The input

▬▬▬▬▬▬

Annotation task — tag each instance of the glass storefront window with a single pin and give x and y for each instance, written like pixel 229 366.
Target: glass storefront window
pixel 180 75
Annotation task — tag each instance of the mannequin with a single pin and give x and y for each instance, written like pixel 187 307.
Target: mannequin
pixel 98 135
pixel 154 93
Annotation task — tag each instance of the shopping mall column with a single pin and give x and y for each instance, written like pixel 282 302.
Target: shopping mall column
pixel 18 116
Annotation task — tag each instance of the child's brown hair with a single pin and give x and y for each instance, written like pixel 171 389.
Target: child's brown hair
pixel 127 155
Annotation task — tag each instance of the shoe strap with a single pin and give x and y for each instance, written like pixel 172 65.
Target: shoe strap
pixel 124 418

▬▬▬▬▬▬

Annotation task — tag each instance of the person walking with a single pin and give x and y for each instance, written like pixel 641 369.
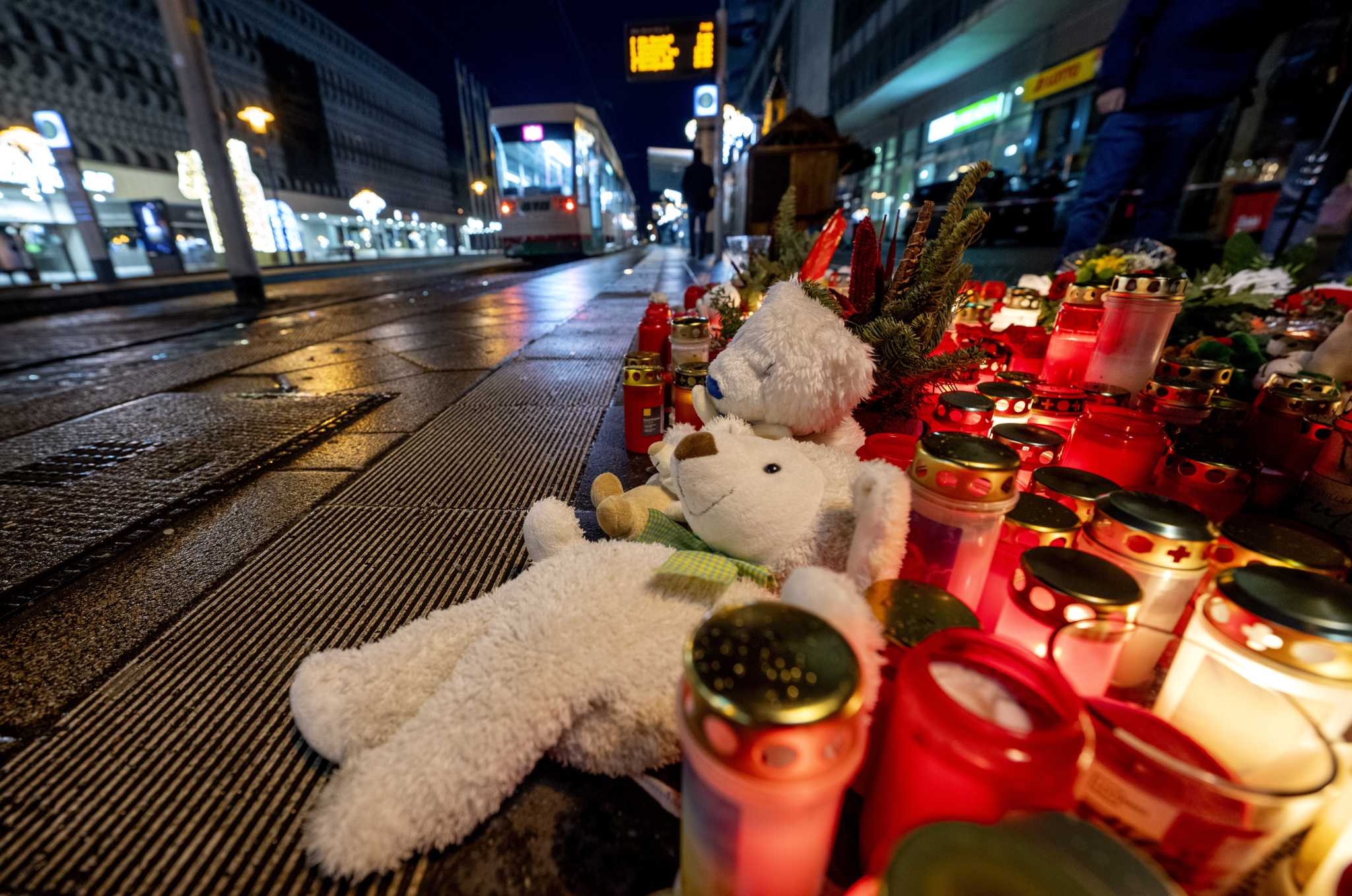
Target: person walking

▬▬▬▬▬▬

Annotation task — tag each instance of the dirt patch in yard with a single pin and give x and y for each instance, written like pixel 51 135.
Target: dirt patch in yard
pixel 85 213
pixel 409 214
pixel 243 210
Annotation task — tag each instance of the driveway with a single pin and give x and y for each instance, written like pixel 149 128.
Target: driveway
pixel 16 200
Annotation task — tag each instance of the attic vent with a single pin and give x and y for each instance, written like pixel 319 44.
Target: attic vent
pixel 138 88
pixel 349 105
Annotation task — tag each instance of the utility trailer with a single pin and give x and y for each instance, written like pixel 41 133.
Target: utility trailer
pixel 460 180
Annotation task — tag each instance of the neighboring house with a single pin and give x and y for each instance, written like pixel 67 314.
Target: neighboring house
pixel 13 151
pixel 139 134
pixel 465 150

▬▬▬▬▬▬

Work to complete
Give back exactly the lines above starting at the line where "Annotation task — tag each instance of the glass" appears and ending at the line where "Annotation task — tag each instance of the shoe" appears, both included, with no other lines.

Answer to this task
Annotation task — tag each instance of the glass storefront window with a single pin and give x and y for each instance, written like pixel 229 366.
Target: glass storefront window
pixel 180 75
Annotation task — tag each instance of the mannequin with a single pin and give x and y for each instance, written like pixel 187 307.
Target: mannequin
pixel 98 135
pixel 154 93
Annotation task — tag each instance of the shopping mall column with a single pin and give x and y for each instance, written like pixel 282 302.
Target: shopping mall column
pixel 18 116
Annotation task — tag each instance of the child's brown hair with a single pin and give x and y for each instance, written like pixel 171 389.
Target: child's brown hair
pixel 127 155
Annotation task — tag each instance of the shoe strap with a single pin and give x and y for each instance, written like pixel 172 65.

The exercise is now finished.